= WHAT IS ASKED =
How many lines of the material below contain the string "snow"? Reply with the number alone.

= RECORDS FOR THIS TASK =
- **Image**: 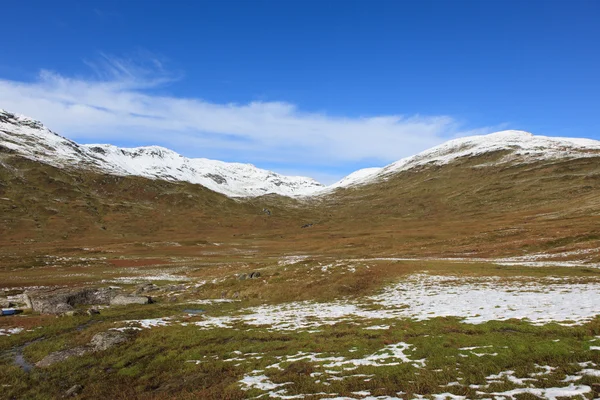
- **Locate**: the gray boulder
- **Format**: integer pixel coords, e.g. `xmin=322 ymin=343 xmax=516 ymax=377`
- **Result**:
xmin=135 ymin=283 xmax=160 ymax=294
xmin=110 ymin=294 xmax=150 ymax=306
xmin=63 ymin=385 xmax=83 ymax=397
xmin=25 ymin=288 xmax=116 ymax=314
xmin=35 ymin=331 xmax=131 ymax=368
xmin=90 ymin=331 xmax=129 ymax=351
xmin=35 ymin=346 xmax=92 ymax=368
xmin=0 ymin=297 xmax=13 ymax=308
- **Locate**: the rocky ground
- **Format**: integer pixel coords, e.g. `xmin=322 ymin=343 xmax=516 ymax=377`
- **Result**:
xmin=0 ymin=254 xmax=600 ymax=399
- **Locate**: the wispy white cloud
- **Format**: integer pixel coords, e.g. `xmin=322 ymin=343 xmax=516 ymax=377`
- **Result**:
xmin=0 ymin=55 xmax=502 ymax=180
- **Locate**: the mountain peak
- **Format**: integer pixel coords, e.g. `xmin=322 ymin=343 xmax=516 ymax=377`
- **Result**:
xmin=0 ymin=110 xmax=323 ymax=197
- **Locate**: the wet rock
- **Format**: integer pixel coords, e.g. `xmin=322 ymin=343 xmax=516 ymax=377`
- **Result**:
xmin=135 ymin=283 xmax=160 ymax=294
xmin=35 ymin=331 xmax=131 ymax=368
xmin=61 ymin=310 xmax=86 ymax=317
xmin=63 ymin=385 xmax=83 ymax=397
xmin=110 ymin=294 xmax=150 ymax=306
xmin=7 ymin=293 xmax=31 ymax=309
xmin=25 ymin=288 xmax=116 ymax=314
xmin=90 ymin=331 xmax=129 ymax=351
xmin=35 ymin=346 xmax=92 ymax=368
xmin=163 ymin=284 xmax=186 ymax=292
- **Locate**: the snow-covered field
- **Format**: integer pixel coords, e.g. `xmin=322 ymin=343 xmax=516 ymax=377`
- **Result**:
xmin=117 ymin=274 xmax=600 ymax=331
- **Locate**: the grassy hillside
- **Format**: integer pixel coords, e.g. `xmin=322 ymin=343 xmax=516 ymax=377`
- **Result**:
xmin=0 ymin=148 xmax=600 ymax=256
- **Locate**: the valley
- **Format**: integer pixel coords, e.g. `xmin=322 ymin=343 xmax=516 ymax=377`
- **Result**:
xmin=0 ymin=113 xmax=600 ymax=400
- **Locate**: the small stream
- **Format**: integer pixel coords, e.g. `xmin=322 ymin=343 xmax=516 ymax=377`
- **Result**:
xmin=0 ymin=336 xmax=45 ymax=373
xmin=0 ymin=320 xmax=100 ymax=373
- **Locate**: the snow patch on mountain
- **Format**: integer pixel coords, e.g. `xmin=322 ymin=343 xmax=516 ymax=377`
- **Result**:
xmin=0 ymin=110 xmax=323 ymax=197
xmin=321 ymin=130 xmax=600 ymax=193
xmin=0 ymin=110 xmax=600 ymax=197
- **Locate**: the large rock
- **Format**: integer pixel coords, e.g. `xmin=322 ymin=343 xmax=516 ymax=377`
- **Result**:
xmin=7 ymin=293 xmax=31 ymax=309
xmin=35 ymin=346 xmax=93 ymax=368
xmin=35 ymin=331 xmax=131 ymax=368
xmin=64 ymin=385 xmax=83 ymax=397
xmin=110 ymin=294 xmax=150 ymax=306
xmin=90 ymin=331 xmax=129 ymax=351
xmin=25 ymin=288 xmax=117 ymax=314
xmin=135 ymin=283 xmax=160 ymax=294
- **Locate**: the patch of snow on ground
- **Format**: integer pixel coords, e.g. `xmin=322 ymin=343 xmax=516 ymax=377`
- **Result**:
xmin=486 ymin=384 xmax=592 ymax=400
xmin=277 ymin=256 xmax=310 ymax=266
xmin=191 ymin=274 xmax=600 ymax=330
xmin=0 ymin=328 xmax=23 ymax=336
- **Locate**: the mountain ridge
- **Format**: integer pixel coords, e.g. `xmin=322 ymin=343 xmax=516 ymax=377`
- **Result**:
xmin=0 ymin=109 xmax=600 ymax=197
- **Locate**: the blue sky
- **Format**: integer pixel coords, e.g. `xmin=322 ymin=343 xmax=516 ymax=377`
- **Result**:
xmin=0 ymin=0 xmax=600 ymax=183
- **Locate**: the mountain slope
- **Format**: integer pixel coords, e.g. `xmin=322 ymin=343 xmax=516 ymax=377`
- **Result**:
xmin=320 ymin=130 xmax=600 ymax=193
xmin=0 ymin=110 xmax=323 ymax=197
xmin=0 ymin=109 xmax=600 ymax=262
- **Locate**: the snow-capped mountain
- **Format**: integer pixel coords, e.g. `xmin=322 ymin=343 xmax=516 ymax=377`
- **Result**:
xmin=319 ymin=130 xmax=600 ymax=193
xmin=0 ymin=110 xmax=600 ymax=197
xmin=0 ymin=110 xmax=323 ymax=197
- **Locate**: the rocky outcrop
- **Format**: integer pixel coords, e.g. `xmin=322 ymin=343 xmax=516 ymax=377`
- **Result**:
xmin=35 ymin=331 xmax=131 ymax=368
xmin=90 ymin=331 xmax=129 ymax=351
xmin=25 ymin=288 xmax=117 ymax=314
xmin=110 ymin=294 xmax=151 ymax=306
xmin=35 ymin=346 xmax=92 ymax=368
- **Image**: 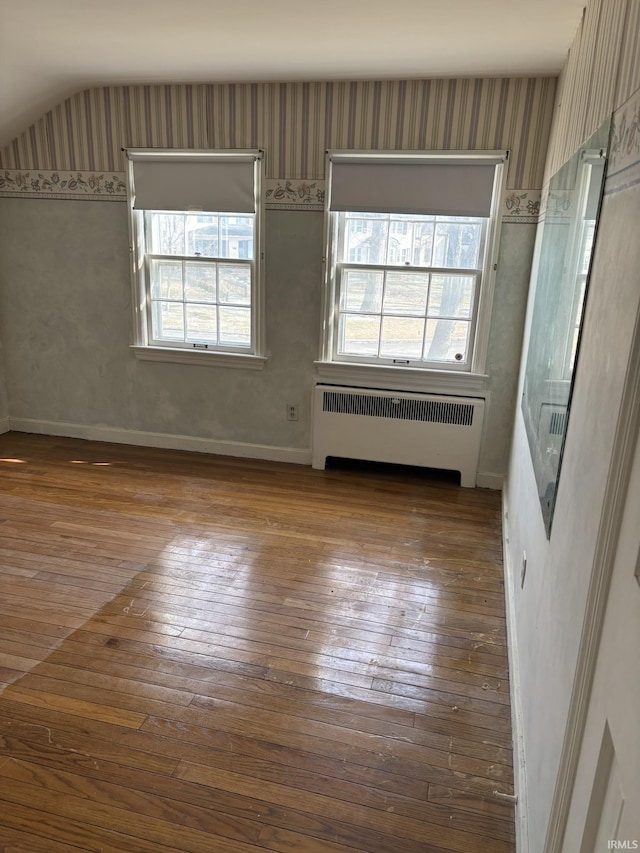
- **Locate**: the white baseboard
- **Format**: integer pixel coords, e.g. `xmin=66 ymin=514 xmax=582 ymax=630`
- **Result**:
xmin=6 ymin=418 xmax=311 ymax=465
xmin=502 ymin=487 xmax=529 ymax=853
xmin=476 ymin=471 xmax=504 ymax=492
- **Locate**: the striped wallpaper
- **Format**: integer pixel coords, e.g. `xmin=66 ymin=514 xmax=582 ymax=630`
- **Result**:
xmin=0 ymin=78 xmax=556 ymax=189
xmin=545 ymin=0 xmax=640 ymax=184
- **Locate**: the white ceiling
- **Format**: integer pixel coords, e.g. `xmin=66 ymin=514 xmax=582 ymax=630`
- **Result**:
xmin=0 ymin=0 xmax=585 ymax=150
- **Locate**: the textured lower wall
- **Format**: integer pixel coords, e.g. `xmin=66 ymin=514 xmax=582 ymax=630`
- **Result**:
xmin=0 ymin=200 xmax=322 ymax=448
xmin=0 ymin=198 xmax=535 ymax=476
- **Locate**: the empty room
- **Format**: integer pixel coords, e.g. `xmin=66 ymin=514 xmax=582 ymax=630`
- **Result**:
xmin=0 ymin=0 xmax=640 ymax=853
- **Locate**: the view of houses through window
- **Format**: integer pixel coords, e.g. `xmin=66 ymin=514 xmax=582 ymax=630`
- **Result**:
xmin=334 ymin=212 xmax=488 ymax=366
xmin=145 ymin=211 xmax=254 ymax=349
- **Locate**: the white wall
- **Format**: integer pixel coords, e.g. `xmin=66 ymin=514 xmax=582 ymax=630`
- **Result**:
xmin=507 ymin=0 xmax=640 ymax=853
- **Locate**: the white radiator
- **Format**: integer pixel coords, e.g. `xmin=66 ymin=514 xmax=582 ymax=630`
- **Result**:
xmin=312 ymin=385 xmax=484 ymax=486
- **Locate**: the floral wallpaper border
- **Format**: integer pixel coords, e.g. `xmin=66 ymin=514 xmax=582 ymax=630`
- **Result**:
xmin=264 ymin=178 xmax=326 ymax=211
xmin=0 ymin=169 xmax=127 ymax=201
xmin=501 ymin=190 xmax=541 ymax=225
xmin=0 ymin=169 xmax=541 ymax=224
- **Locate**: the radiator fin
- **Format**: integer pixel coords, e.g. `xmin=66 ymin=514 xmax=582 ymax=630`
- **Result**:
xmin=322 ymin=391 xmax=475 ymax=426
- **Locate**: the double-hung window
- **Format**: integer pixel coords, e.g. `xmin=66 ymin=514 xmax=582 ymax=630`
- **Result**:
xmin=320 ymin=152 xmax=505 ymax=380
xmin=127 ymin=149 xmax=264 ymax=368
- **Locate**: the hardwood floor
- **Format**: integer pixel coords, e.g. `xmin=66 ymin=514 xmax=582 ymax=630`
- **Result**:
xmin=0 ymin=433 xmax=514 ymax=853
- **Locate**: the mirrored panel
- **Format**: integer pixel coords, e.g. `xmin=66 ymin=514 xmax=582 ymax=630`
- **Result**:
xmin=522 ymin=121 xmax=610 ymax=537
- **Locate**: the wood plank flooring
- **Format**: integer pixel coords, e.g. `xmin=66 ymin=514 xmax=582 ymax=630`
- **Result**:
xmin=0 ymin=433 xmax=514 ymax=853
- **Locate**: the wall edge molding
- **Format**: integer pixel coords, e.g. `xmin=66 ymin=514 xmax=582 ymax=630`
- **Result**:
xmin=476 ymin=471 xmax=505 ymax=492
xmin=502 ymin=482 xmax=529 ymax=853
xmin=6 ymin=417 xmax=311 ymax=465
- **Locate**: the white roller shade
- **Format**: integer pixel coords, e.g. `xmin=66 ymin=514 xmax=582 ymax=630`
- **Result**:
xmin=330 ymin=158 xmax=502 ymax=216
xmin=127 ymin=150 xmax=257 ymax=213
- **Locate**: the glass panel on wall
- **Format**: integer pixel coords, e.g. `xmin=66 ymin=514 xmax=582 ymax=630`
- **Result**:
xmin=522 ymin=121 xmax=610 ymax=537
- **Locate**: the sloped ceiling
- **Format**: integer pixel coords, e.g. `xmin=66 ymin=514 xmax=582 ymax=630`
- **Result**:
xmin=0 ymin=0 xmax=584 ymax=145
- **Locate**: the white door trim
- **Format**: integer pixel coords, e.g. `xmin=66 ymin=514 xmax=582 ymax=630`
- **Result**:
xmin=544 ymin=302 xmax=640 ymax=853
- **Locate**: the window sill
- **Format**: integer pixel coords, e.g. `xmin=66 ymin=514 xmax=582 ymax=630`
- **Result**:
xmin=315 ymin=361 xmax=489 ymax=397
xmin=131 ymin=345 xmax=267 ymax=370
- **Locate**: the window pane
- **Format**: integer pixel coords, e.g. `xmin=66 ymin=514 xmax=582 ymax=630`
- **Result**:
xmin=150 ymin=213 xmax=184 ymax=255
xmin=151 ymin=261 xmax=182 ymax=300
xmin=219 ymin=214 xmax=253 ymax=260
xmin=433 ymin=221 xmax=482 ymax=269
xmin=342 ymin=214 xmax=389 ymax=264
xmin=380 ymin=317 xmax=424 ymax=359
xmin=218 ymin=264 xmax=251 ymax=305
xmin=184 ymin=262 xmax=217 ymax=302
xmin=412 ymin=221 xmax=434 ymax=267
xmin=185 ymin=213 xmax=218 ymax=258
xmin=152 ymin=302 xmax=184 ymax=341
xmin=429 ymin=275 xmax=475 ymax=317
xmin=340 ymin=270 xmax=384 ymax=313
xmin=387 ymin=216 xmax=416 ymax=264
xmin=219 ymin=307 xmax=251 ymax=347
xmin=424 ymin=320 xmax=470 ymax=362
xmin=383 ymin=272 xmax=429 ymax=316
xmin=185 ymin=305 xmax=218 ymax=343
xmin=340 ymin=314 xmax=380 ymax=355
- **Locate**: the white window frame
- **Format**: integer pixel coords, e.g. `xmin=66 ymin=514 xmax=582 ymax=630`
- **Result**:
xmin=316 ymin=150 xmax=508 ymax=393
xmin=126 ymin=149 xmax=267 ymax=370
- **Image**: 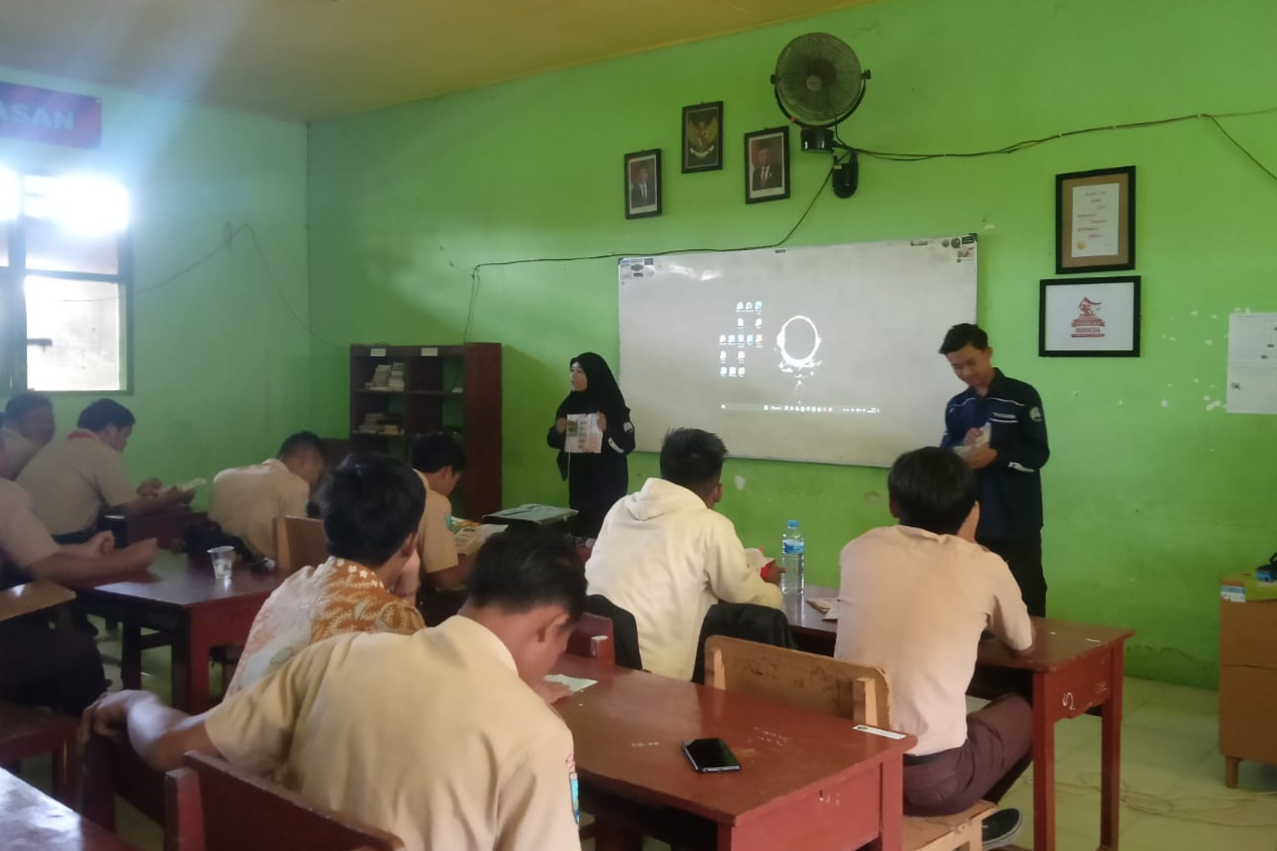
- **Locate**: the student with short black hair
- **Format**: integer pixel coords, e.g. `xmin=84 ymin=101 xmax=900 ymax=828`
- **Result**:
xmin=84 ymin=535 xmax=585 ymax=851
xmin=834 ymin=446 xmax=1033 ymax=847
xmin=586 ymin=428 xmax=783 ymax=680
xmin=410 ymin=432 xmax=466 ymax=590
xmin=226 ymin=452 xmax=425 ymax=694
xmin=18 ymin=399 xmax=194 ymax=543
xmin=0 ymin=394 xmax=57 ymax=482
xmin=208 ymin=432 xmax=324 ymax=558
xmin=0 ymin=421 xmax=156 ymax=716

= WRITTEN RESPONSE =
4